== SET PROBLEM ==
Count the lines in the listing below that contain the string "building", treating uppercase and lowercase as distinct. Reply with the number alone.

Object point labels
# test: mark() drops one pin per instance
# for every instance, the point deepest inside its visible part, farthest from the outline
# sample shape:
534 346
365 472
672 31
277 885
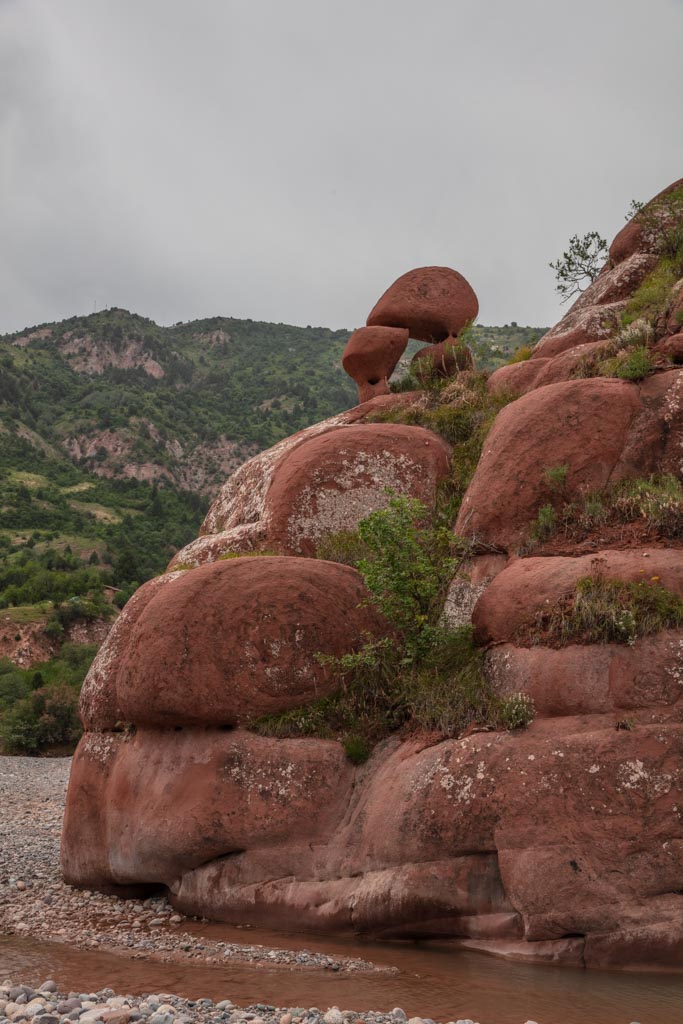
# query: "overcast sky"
286 160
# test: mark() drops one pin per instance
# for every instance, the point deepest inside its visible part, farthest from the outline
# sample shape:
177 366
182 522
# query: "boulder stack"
431 304
562 842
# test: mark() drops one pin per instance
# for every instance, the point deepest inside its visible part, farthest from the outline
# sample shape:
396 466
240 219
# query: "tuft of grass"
545 523
356 749
615 356
630 365
423 676
517 711
345 547
602 610
651 297
521 354
655 503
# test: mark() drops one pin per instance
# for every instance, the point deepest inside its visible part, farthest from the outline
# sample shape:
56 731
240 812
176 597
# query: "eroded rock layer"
560 842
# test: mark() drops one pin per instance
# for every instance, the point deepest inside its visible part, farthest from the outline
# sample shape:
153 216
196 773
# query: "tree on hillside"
580 264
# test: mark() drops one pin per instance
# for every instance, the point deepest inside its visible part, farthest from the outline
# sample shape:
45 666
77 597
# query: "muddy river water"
431 980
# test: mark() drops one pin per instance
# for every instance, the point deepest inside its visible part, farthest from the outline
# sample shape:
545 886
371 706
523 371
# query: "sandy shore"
34 900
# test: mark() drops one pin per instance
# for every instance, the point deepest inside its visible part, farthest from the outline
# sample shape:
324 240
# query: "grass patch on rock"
653 505
603 610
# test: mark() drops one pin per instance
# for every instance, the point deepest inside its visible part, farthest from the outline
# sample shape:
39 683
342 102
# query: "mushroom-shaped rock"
431 301
371 356
443 359
227 642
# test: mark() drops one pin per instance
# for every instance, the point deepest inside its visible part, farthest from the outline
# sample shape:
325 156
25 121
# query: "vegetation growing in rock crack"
424 675
580 264
606 610
652 507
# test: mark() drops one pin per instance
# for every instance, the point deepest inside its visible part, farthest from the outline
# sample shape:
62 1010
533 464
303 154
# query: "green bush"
47 717
516 711
521 354
423 675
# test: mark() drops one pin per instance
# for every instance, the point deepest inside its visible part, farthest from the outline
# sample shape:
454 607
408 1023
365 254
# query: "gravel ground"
47 1006
34 900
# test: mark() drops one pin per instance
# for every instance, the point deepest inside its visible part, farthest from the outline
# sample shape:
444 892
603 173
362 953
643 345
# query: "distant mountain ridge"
185 404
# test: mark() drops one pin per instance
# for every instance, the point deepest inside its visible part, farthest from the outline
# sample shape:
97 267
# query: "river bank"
94 946
34 900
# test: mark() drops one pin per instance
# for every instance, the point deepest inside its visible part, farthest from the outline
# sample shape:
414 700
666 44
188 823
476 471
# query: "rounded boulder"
231 640
431 301
371 356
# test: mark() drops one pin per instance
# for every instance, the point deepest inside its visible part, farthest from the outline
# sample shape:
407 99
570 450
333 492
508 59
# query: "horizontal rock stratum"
561 842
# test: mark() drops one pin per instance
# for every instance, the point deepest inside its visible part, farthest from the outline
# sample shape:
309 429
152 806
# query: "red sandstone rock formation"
562 842
289 498
371 356
601 429
431 301
226 643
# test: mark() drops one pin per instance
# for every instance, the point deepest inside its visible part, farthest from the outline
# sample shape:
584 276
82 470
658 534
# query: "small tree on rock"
580 264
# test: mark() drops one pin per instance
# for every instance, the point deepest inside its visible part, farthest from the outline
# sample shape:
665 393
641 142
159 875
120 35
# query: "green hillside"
114 434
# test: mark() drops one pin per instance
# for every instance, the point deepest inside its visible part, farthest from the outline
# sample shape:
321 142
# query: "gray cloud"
287 161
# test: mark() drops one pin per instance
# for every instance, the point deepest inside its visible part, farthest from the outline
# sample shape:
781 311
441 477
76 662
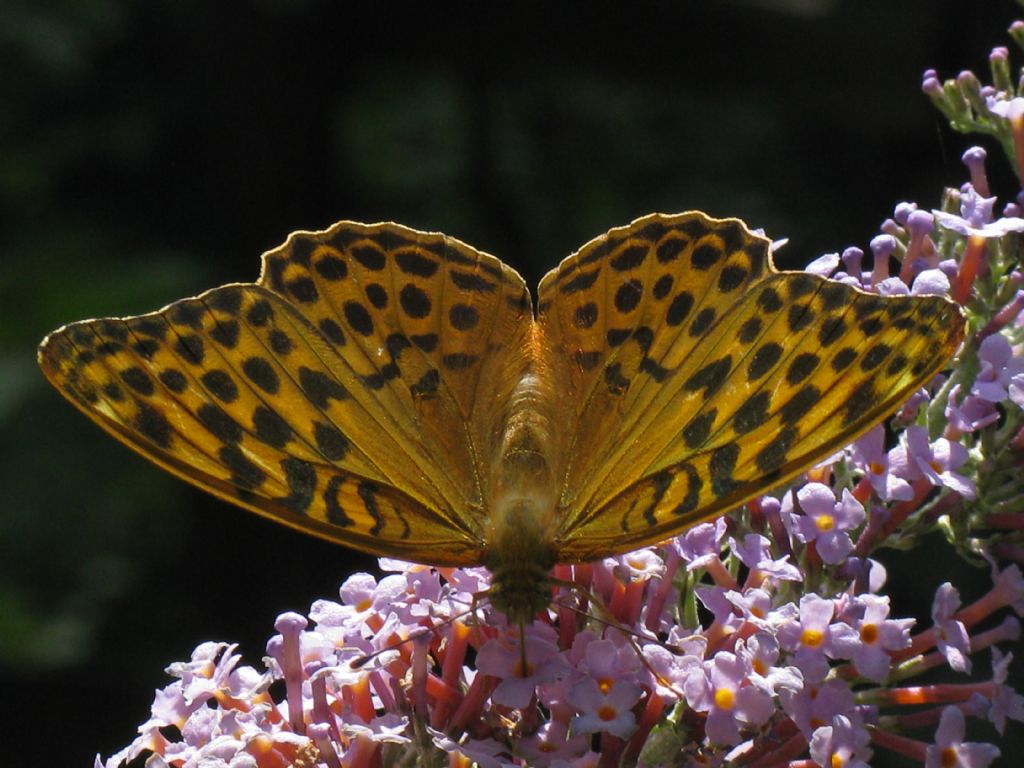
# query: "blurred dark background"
151 151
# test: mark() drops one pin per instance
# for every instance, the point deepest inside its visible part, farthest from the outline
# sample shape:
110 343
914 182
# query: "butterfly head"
520 586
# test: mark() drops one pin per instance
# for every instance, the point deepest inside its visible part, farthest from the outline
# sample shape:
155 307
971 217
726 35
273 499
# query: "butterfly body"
398 392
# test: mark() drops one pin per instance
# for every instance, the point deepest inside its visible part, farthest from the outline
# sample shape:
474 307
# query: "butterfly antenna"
523 669
413 637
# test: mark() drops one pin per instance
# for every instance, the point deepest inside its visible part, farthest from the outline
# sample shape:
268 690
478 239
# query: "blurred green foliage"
150 151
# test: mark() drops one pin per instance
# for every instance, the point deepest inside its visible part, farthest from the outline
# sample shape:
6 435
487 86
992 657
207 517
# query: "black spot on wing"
220 385
301 479
154 425
261 373
138 380
245 474
269 427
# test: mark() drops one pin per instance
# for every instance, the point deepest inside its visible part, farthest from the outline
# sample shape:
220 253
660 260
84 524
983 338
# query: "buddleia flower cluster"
764 638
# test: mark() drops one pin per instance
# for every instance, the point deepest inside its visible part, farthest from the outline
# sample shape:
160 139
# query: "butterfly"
398 391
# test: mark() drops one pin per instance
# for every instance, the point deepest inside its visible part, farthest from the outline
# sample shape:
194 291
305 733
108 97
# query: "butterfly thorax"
520 548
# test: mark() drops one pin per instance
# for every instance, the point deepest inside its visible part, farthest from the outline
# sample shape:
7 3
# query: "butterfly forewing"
364 388
719 378
352 396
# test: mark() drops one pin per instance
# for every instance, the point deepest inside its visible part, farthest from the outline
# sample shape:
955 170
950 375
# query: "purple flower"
915 457
722 688
841 743
808 636
971 414
501 657
869 454
1006 702
976 218
951 636
755 553
701 543
950 749
604 709
824 521
868 635
999 369
815 706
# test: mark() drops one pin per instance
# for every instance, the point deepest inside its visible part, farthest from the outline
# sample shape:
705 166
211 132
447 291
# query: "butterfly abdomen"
520 548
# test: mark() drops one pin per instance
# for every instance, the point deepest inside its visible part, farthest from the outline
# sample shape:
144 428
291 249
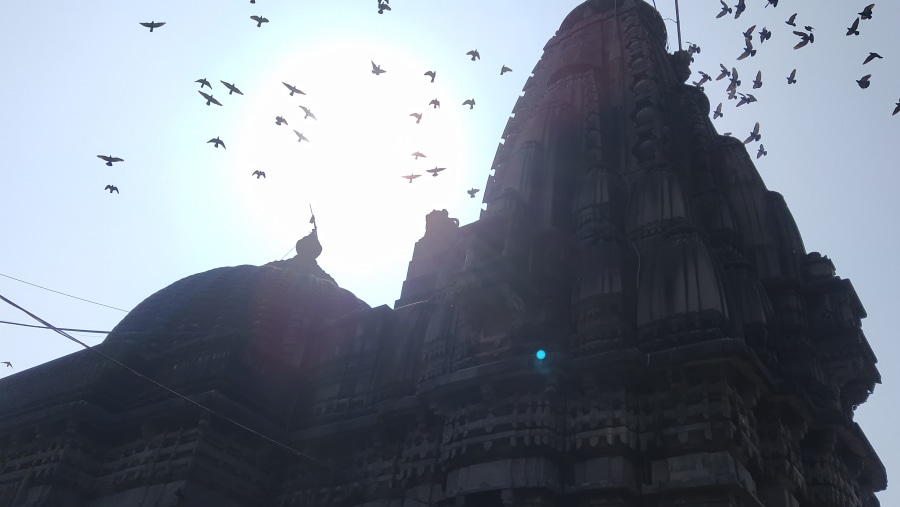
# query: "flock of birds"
807 36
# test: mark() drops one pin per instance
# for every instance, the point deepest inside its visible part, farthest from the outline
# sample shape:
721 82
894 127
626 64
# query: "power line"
63 293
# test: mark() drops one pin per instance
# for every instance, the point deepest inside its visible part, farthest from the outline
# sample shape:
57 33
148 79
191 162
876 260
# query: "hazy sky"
82 81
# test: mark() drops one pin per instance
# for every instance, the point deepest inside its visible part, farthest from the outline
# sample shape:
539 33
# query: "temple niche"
694 352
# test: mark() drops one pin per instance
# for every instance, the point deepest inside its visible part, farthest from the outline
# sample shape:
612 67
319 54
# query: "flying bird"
293 89
209 98
754 134
110 159
153 24
231 88
871 57
308 113
864 81
792 78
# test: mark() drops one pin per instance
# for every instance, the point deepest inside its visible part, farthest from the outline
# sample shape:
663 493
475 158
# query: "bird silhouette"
754 134
209 98
867 12
307 113
871 57
153 24
293 89
864 81
110 159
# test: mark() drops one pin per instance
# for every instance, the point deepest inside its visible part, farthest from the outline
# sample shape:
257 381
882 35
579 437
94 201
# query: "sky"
81 82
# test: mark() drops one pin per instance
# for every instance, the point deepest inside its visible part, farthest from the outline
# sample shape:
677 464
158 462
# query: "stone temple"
696 354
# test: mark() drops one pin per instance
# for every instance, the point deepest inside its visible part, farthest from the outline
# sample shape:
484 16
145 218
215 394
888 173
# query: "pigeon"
293 89
153 24
308 113
754 134
871 57
865 14
231 88
726 9
209 99
110 159
864 81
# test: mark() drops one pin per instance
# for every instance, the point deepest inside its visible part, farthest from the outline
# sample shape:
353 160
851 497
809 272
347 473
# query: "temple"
694 353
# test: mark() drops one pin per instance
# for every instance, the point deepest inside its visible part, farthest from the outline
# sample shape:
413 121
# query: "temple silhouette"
694 353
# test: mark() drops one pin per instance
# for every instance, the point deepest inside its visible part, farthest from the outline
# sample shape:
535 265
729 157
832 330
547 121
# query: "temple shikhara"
694 353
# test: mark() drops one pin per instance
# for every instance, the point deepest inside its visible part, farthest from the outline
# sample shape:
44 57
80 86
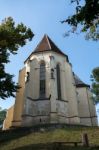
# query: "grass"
29 140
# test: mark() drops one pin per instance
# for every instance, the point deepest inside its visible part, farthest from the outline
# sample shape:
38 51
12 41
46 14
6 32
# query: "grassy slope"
18 140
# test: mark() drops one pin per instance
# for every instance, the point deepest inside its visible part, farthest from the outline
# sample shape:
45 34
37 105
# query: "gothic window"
58 81
42 80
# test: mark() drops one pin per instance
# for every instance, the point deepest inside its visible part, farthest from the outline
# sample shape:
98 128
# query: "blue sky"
44 16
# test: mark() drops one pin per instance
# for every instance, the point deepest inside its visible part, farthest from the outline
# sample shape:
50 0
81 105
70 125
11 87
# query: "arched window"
42 80
58 81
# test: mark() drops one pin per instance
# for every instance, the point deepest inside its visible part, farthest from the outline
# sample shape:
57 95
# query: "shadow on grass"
8 135
50 146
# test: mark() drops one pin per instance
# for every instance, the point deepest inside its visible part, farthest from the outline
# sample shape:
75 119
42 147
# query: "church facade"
50 91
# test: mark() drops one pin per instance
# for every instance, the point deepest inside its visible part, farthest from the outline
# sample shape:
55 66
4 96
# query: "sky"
43 17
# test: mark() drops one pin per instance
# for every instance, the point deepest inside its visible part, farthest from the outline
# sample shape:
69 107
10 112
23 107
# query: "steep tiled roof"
79 82
46 44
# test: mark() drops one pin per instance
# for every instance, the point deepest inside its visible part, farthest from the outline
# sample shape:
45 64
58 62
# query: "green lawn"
29 140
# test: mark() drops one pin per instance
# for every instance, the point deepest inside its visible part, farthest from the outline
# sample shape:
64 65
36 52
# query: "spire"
46 44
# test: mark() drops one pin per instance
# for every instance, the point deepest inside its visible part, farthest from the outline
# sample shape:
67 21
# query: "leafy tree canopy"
95 84
11 38
87 16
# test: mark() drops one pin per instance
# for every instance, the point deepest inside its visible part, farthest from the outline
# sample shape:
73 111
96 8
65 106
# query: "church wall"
36 110
59 107
19 102
85 107
92 108
71 96
8 120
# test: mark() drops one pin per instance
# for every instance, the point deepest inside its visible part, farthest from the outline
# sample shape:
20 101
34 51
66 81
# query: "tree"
85 18
95 84
11 38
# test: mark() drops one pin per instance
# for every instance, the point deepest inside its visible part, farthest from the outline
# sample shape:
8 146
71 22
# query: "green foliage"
11 38
2 116
87 16
95 84
23 140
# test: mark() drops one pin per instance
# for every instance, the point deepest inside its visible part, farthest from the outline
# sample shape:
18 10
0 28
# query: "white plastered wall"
86 107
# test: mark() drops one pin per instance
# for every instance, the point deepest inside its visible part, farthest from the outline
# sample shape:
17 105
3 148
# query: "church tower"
50 92
49 95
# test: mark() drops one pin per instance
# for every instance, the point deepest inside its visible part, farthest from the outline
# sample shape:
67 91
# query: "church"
50 93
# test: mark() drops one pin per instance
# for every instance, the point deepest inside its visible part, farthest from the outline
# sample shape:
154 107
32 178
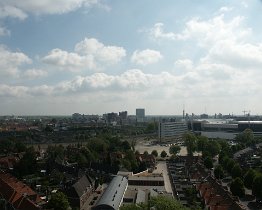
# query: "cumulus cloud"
185 64
21 9
11 61
4 31
89 54
106 54
145 57
157 32
34 73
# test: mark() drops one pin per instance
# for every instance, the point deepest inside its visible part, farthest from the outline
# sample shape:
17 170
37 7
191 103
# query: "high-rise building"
171 131
140 115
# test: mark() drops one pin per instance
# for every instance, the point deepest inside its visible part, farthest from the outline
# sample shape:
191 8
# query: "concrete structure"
140 115
112 198
171 131
79 192
17 195
224 129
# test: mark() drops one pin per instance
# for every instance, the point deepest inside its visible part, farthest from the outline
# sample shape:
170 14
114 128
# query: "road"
162 168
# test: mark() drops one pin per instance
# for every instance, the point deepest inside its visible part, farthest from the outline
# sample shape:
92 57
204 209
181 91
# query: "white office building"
171 131
140 115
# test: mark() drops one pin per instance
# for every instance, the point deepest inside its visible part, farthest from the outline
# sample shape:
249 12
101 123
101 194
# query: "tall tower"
183 111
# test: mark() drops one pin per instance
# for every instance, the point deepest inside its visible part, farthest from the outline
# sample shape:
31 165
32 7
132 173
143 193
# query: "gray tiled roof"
112 197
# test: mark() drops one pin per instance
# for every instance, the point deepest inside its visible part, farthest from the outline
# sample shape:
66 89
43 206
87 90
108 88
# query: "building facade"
140 115
171 131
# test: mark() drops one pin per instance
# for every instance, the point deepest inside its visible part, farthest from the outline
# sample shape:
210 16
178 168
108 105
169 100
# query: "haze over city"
93 56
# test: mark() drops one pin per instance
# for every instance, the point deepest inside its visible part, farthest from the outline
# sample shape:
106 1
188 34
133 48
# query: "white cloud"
225 9
4 31
11 61
34 73
145 57
20 9
12 91
9 10
157 32
102 53
89 54
185 64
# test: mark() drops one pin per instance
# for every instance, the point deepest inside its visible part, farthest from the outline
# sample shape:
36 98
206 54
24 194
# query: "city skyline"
99 56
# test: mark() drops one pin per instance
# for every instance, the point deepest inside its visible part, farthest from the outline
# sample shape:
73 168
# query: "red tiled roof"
18 194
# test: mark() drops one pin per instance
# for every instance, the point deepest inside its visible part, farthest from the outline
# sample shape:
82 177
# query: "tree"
133 207
190 142
246 137
27 165
58 201
257 186
249 178
219 172
208 162
157 203
125 145
236 171
224 161
163 154
174 149
237 187
166 203
230 165
155 153
213 147
145 153
201 143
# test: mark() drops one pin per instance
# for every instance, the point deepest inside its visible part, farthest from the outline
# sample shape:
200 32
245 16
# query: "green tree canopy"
58 201
257 186
230 164
155 153
174 149
246 137
249 178
236 171
166 203
237 187
208 162
163 154
157 203
219 172
190 142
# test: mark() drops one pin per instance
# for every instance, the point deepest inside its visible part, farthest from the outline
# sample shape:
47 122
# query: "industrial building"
224 129
112 198
171 131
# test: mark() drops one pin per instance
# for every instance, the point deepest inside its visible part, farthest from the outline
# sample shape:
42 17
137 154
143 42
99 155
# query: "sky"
97 56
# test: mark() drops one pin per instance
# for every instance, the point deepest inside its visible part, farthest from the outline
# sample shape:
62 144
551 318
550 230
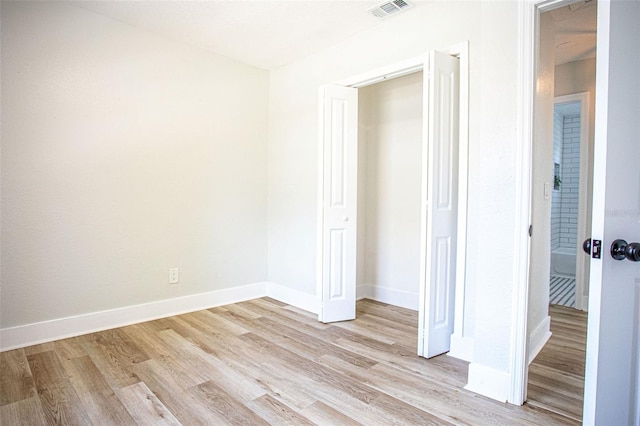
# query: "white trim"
293 297
522 241
387 72
403 299
488 381
61 328
462 51
320 205
539 337
462 348
600 139
583 230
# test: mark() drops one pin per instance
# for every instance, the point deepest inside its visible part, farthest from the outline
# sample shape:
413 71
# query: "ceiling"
264 34
575 31
268 34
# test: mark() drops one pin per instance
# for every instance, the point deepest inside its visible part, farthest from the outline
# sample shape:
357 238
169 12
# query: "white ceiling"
265 34
268 34
575 31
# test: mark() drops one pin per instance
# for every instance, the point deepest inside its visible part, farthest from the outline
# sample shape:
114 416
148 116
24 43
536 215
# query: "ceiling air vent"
388 8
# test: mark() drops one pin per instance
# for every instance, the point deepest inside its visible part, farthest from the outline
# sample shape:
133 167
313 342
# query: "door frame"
583 225
529 12
464 348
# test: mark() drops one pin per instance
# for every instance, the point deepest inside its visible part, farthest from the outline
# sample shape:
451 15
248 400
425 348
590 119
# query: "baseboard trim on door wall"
403 299
488 381
539 337
461 348
47 331
293 297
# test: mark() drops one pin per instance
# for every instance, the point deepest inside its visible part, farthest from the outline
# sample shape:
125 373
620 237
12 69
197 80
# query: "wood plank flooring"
252 363
556 376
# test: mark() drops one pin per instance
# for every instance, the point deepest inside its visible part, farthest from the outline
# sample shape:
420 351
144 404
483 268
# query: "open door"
440 204
339 192
612 373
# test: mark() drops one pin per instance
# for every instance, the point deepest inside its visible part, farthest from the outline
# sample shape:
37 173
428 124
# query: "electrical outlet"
174 276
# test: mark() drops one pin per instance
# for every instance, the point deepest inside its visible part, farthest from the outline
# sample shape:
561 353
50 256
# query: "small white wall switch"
547 190
174 276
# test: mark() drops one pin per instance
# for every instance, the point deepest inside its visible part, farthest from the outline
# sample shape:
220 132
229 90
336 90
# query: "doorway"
562 181
443 188
570 205
389 191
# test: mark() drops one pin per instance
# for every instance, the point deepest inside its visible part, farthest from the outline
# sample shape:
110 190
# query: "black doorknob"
618 248
632 252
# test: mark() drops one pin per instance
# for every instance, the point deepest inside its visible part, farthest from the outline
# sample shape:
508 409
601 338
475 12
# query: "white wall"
123 154
491 28
389 190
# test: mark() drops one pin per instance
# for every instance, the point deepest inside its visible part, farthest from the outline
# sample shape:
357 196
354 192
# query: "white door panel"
339 202
440 195
613 333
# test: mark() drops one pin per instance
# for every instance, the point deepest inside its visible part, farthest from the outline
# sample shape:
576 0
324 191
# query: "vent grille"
388 8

== RESPONSE FOR THIS EXERCISE ==
4